Write out each line of the records that has "Target" in it.

━━━━━━━━━━

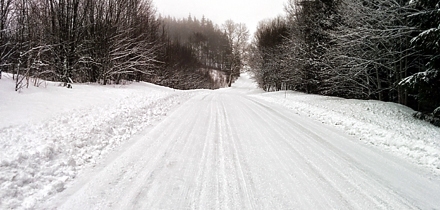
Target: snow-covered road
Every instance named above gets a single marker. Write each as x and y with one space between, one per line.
226 150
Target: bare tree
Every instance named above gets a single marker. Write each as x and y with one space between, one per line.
238 36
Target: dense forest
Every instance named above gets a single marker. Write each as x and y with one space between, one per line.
386 50
111 41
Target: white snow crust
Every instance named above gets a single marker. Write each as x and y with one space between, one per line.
388 126
142 146
49 134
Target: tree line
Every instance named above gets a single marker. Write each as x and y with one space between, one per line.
108 41
385 50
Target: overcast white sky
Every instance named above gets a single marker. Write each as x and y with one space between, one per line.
249 12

━━━━━━━━━━

*Written answer:*
Target: snow-covered road
Target: bare tree
Target: dense forest
Target: white snow crust
Target: tree line
Target: overcast white sky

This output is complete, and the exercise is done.